----- Selected passage -----

Pacific Money

China’s AI Shock? What DeepSeek Disrupts (and Doesn’t)

Recent Features

Pacific Money | Economy | East Asia

China’s AI Shock? What DeepSeek Disrupts (and Doesn’t)

DeepSeek’s success is not based on outperforming its U.S. counterparts, but on delivering similar results at significantly lower costs. The AI price war has begun.

China’s AI Shock? What DeepSeek Disrupts (and Doesn’t)
Credit: Depositphotos

In December 2024, the Hangzhou-based AI company DeepSeek released its V3 model, igniting a firestorm of debate. The result has been dubbed “China’s AI Shock.”

DeepSeek-V3’s comparable performance to its U.S. counterparts such as GPT-4 and Claude 3 at lower costs casts doubt on the U.S. dominance over AI capabilities, undergirded by the United States’ current export control policy targeting advanced chips. It also called into question the entrenched industry paradigm, which prioritizes heavy hardware investments in computing power. To echo U.S. President Donald Trump’s remarks, the emergence of DeepSeek represents not just “a wake-up call” for the tech industry but also a critical juncture for the United States and its allies to reassess their technology policy strategies. 

What, then, does DeepSeek seem to have disrupted? The cost efficiencies claimed by DeepSeek for its V3 model are striking: its total training cost is only $5.576 million, a mere 5.5 percent of the cost for GPT-4, which stands at $100 million. The training was completed using 2,048 NVIDIA GPUs, achieving resource efficiency eight times greater than U.S. companies, which typically require 16,000 GPUs. This was accomplished using the less advanced H800 GPUs instead of the superior H100, yet DeepSeek delivered comparable performance.

DeepSeek’s low-cost model thus challenges the conventional wisdom that the sophistication of large models equates to massive computing power accumulation. This development potentially breaks the dependency on the U.S. AI chips amidst semiconductor embargoes, thereby raising questions about the traditional policies centered around high-end computing power control. 

Unclear Costs

There are several aspects of discussion surrounding the DeepSeek-V3 model that require further clarification, however. The V3 model is on par with GPT-4, whereas the R1 model, released later in January 2025, corresponds to OpenAI’s advanced model o1. The reported cost of $5.576 million specifically pertains to DeepSeek-V3, not the R1 model. This figure does not include the total training costs, as it excludes expenses related to architecture development, data, and prior research.

The V3 model was trained using datasets generated by an internal version of the R1 model before its official release. This approach aimed to leverage the high accuracy of R1-generated reasoning data, combining with the clarity and conciseness of regularly formatted data. But the documentation of these associated costs remains undisclosed, particularly regarding how the expenses for data and architecture development from R1 are integrated into the overall costs of V3.

Incremental Innovation, Not Disruption

From a technological competition standpoint, DeepSeek’s advancements in foundational LLM technologies like Multi-head Latent Attention (MLA) and Mixture-of-Experts (MoE) demonstrate efficiency improvements. But these advancements should not cause excessive concern among policymakers, as these technologies are not tightly guarded secrets.

-----

**Task statement**
Write the next part of the DeepSeek article, picking up after its final sentence. The rows that follow come from a separate source unrelated to the DeepSeek article.

----- Supplied records -----

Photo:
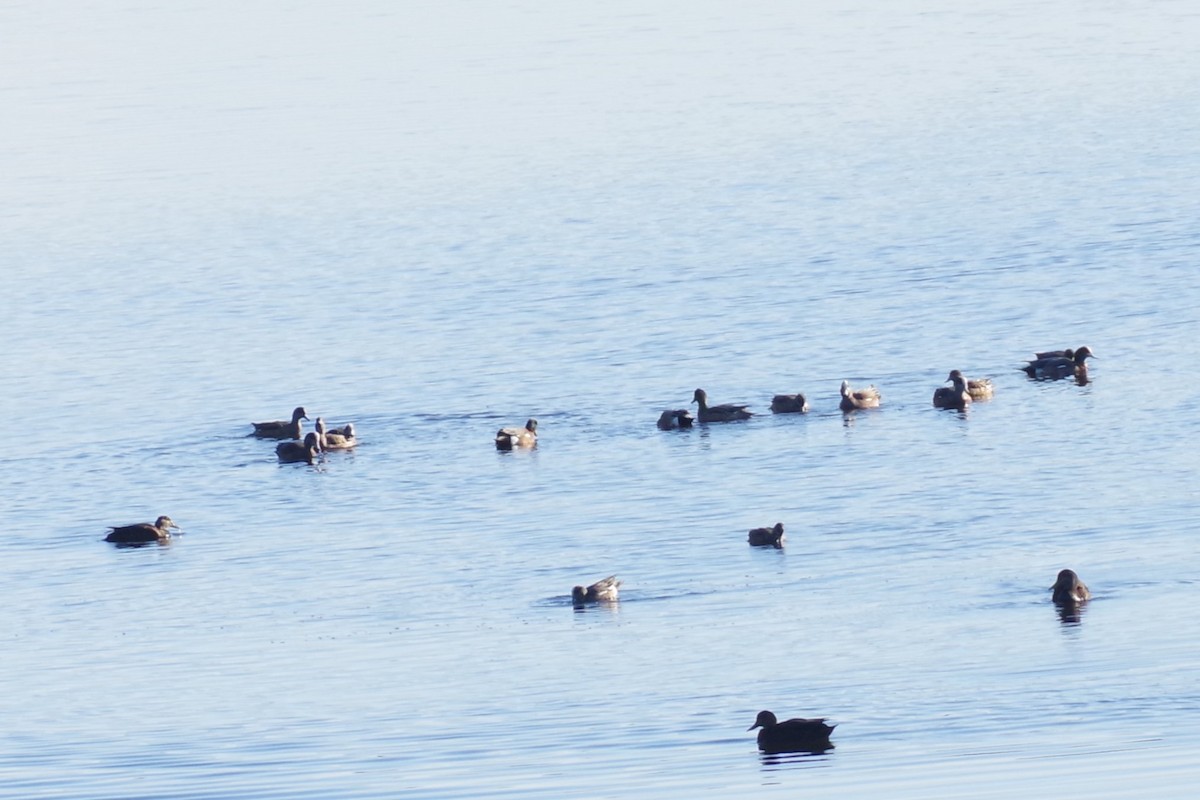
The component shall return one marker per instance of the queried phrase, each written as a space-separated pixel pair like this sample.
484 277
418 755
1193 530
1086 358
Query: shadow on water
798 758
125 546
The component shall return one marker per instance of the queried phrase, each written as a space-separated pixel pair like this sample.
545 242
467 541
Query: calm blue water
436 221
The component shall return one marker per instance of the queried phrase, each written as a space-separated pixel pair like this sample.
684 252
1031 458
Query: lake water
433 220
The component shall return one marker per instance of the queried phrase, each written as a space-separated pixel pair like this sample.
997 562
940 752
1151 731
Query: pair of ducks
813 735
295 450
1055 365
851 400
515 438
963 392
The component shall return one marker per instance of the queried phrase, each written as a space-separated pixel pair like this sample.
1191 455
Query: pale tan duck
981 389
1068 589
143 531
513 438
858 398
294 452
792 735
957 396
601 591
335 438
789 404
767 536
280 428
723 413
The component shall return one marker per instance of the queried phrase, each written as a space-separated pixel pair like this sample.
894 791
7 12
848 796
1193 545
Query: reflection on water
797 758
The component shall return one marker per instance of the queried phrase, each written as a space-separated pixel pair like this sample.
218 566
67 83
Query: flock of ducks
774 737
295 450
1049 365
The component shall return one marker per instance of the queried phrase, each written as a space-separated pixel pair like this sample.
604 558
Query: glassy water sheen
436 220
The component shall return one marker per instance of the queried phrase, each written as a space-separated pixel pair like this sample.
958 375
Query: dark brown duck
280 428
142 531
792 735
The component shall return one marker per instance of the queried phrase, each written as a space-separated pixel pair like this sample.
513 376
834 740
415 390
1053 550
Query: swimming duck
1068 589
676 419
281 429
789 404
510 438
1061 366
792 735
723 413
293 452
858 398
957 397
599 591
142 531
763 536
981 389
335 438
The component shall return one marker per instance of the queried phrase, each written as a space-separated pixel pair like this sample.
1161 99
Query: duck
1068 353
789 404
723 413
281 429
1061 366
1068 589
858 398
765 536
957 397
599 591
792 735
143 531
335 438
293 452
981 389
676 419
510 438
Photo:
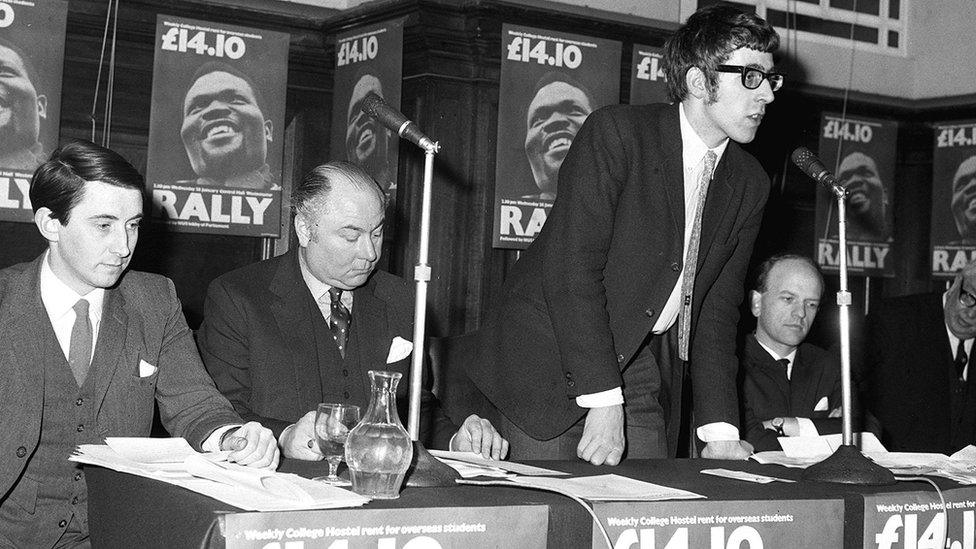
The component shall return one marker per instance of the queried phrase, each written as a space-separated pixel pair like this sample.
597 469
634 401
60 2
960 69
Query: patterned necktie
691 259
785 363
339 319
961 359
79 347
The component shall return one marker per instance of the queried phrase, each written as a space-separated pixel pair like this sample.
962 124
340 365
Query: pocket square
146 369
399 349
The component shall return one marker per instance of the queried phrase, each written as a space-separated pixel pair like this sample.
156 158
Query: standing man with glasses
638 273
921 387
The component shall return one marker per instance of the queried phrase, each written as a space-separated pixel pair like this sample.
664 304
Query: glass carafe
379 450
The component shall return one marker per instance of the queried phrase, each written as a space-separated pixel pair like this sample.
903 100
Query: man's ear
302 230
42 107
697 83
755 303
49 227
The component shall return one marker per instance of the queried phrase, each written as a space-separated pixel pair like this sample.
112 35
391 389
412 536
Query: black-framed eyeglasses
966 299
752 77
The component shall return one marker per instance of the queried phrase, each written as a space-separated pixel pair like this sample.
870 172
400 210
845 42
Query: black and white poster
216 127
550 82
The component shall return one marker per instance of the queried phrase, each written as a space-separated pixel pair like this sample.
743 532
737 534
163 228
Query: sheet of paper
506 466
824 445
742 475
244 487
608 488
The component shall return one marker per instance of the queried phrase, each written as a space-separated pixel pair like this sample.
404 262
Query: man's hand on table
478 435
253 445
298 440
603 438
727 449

-----

**Response**
That said, there is genuine innovation behind the current excitement surrounding DeepSeek’s achievements. MLA technology enhances traditional attention mechanisms by using low-rank compression of key and value matrices. This drastically reduces the Key-Value (KV) cache size, resulting in a 6.3-fold decrease in memory usage compared to standard Multi-Head Attention (MHA) structures, thereby lowering both training and inference costs. DeepSeek also appears to be the first company to successfully deploy a large-scale sparse MoE model, showcasing their ability to boost model efficiency and reduce communication costs through expert balancing techniques.

While these developments are unusual, they may just represent iterative enhancements in the field of AI rather than a disruptive leap that could shift the overall balance of technological power.

Indeed, neither the DeepSeek-V3 nor the R1 model represents the pinnacle of cutting-edge technology. Their advantage stems from delivering performance comparable to their U.S. counterparts but at significantly lower costs. In this regard, it is natural to question the cost-efficiency of the seemingly extravagant development approach adopted by the U.S. tech industry to equate sheer computing power with the sophistication of AI models. 

Yet, this type of cost-effective innovation is often not the focus of those at the technological forefront, equipped with abundant, advanced resources. The initial iteration of any innovation typically incurs high expenses. However, as cost-cutting innovations emerge, they drive down expenses, allowing latecomers, particularly in regions like China, to quickly adopt these advancements and catch up with leaders at a reduced cost.

Limits of U.S. Chip Sanctions

DeepSeek’s approach, showcasing the latecomer advantage through reduced training costs, has sparked a debate about the real need for extensive computing power in AI models. Critics question whether China really needs to depend on U.S. advanced chips, challenging the high-end computing-centric policy that guides Washington’s current semiconductor export control scheme. If performance parity can be achieved with lower-tier chips, then the premium for higher-tier chips might be unjustified. 

This might be a misunderstanding, however, as higher-tier chips generally offer greater efficiency. In economic terms, it would be impractical for any China-based companies like DeepSeek to avoid using more advanced chips if they were accessible.

Furthermore, the reduction in training costs potentially lowering user fees signals a decrease in the financial barriers to AI service adoption. The global AI industry is likely to see an increase, rather than a decrease, in demand for computing power as competition among services intensifies. For China to keep up in the AI race, it will need a continuous supply of more sophisticated, high-end chips.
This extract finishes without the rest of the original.